* **Work required**
Update the entries from the line holding "You are given the image above. Your task: find the open" through the line holding "140,649 -> 210,1004", inclusive, so that "open magazine" becomes "folded newspaper" and nothing else changes. Return only those lines.

* **Source data**
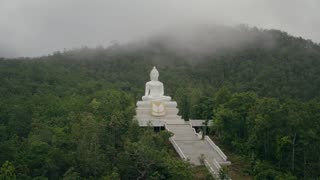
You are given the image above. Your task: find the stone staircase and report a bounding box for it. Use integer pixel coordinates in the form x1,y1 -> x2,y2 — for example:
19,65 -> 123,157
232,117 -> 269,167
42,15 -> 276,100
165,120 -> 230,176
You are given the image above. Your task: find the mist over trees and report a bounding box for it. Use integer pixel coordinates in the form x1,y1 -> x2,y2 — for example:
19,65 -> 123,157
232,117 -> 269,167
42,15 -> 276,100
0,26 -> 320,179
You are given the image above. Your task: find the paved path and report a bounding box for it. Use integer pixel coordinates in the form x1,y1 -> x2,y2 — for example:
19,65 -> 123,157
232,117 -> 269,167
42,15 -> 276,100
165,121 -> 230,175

--

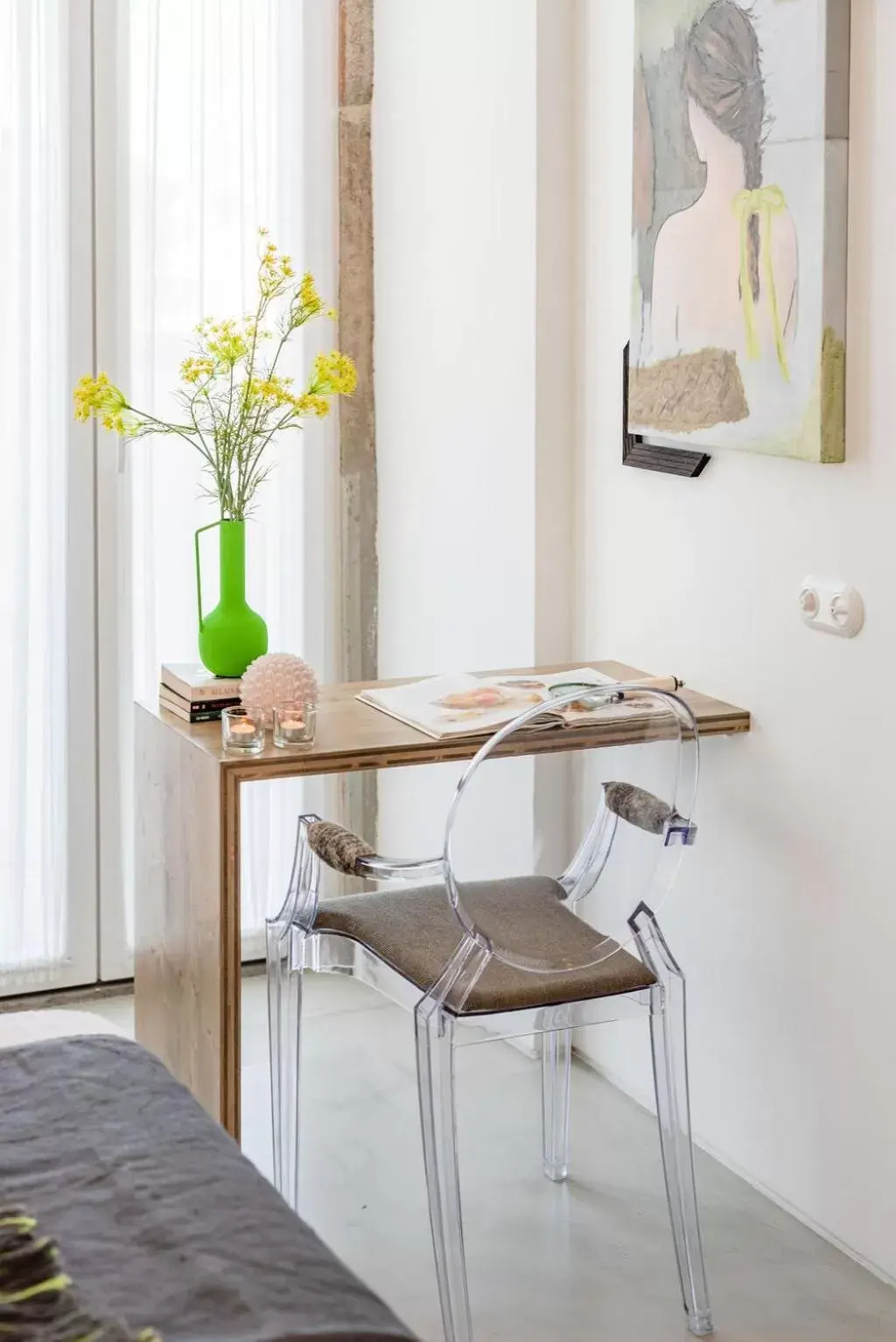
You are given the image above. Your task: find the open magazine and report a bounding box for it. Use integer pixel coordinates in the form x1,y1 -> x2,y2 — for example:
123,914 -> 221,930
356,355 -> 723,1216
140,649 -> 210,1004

* **Expected output**
You are given the image above. Your task: find the folded newspaper and report a bounding box for it. Use integer pixel coordinates in the form x1,y1 -> x2,y2 — for example:
123,914 -> 221,930
356,355 -> 723,1216
140,649 -> 210,1004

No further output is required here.